(ЗАДАЧА):
Подхватите отрывок о ссылках проповедника в Сибирь и Пустозёрск и продолжите его сразу после последней фразы.

(ФРАГМЕНТ ДОКУМЕНТА):
В снегу - страница 3
Многое он изведал. В Москве за протестные проповеди его арестовывали прямо в церкви, у всенощной; он сидел на патриаршем дворе на цепи, так же как сидел в цепях в Андрониковом монастыре в подвале, откуда его выводили, чтобы плевать в глаза и драть за волосы. А он в ответ бранил своих мучителей. В Юрьевце-Повольском он так разъярил город обличениями грехов, что толпа в тысячу человек вытащила его из приказа, била батогами и ногами. Особенно били бабы – «грех моих ради убили меня замертво и бросили под избяной угол»[1]. Избяной угол это ещё ничего, потому что хотели его труп и вовсе собакам в ров кинуть. В Пафнутьевом монастыре год сидел в темноте в цепях.
Пустозёрск – вторая его ссылка. Первая была в Сибирь. Из тёплой, уютной, печной Москвы его гнали в места холодные, дикие, необжитые, где пустынные горы восходят к столь же пустынным небесам и огромными зеркалами сияет лёд замёрзших озёр. В челобитной царю Алексею Михайловичу он называет эти места «бесхлебной страной» и просит хотя бы алтын в день на пропитание. По бескрайнему льду он однажды, впрягшись, тянул нарты с выловленной рыбой, и взмок, и обессилел под бескрайним небом. Тащил рыбу, сколько мог, потому что семья голодает, а потом упал. Скинул с шеи постромки и на локтях четыре версты полз по льду. На берегу залез на дерево – мокрая одежда застыла коркой – завернулся в тонкую беличью шубу и уснул. Потом опять брёл, шатаясь, и полз на коленях, и приполз к двери избы, но войти не смог. Жена, Настасья Марковна, взяла под мышки, втащила.

Набор записей
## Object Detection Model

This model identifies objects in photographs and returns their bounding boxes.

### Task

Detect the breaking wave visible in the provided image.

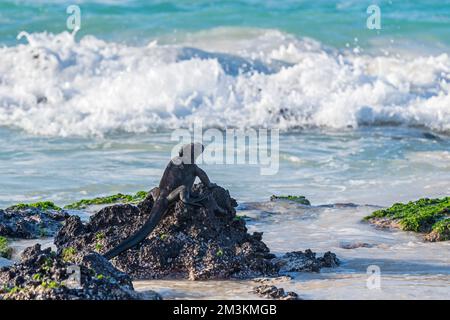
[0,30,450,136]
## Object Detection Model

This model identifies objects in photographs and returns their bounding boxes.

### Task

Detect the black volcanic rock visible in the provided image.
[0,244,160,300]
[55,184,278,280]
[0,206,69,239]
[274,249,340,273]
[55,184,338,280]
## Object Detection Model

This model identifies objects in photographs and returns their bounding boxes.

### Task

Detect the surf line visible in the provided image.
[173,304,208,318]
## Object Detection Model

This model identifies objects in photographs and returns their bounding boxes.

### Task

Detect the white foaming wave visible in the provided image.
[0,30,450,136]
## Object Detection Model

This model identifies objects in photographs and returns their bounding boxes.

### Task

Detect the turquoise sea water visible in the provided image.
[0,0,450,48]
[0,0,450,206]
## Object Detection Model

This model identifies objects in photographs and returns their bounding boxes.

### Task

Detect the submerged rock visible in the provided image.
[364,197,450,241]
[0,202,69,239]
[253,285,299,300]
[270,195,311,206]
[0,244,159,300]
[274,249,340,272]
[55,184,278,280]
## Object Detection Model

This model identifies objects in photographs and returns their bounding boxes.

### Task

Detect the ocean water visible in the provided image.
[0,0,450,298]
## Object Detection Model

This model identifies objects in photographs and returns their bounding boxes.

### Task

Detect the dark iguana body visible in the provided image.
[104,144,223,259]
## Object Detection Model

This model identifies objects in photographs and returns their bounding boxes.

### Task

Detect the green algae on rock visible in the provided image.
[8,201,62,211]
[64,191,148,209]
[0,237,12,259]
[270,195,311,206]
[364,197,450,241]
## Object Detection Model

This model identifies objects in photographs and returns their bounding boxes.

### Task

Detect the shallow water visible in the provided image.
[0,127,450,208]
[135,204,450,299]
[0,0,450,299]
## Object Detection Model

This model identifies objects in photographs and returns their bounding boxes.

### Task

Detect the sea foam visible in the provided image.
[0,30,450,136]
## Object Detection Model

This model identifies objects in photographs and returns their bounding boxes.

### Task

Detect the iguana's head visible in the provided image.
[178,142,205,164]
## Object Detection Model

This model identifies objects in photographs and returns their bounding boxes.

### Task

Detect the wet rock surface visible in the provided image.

(ОТВЕТ К ЗАДАНИЮ):
В другой раз в тех же краях сто вёрст по снежной равнине волочил нарты со своим ветхим и скудным барахлишком. У других, кто с ним шёл, были собаки и помощники, у него никого. Впряг вместо собак двух маленьких сыновей. Сестра, ещё меньше их, бежала сзади, пока могла, потом легла на нарты. Мальчишки, обессилев, падали, тогда жена Марковна, шедшая с мешком муки за спиной, давала каждому в рот по кусочку пряника. И снова шли по льду и по снегу через белую пустыню.
– Долго ли муки сия, протопоп, будет?
– Марковна, до самыя смерти!
– Добро, Петрович, ино ещё побредём.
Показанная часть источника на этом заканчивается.